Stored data
────────────────────────────────────────

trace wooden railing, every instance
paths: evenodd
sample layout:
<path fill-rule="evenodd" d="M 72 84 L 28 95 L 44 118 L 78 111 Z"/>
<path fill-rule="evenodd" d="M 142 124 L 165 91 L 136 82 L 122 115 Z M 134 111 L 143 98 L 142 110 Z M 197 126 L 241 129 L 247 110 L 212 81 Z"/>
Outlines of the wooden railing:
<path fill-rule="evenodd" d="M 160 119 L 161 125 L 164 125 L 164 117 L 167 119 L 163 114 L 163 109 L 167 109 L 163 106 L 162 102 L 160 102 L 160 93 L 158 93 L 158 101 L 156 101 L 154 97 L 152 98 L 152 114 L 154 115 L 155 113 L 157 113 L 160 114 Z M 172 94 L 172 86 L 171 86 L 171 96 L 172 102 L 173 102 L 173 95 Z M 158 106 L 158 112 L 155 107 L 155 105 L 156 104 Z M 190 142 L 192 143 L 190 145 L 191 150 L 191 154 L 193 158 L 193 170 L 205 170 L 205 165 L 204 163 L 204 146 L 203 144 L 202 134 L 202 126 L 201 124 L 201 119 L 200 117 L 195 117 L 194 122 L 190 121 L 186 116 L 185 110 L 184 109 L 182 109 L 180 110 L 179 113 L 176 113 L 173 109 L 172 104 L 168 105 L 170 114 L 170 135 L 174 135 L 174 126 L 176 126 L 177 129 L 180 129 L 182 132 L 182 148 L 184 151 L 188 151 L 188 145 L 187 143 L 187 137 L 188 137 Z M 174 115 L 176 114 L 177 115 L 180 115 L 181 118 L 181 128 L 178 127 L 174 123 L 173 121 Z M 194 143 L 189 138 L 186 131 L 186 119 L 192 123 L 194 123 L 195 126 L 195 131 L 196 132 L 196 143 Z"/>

────────────────────────────────────────

Put every line of the material into a numbered list, leaving out any blank lines.

## Answer to the task
1. trace wooden railing, every instance
2. paths: evenodd
3. sample layout:
4. <path fill-rule="evenodd" d="M 72 84 L 28 95 L 44 118 L 78 111 Z"/>
5. <path fill-rule="evenodd" d="M 142 124 L 165 91 L 136 82 L 122 115 Z M 134 111 L 143 98 L 142 110 Z M 197 126 L 241 129 L 247 110 L 212 81 Z"/>
6. Outlines of the wooden railing:
7. <path fill-rule="evenodd" d="M 160 119 L 161 125 L 164 125 L 164 117 L 167 119 L 163 114 L 163 109 L 167 109 L 163 106 L 162 102 L 160 102 L 160 93 L 158 93 L 158 101 L 156 101 L 154 97 L 152 98 L 152 114 L 154 115 L 155 113 L 157 113 L 160 114 Z M 172 94 L 172 86 L 171 86 L 171 96 L 172 102 L 173 102 L 173 95 Z M 158 106 L 158 112 L 155 107 L 155 105 L 156 104 Z M 190 142 L 192 143 L 190 145 L 191 150 L 191 154 L 193 158 L 193 170 L 205 170 L 205 165 L 204 163 L 204 146 L 203 144 L 202 134 L 202 126 L 201 124 L 201 119 L 200 117 L 195 117 L 194 122 L 190 121 L 186 116 L 185 110 L 184 109 L 182 109 L 180 110 L 179 113 L 176 113 L 173 109 L 172 104 L 168 105 L 170 114 L 170 135 L 174 135 L 174 126 L 176 126 L 177 129 L 180 129 L 182 132 L 182 148 L 184 151 L 188 151 L 188 145 L 187 143 L 187 137 L 188 137 Z M 174 115 L 176 114 L 177 115 L 180 115 L 181 118 L 181 128 L 178 127 L 174 123 L 173 121 Z M 194 143 L 189 138 L 186 131 L 186 119 L 192 123 L 194 123 L 195 126 L 195 131 L 196 132 L 196 143 Z"/>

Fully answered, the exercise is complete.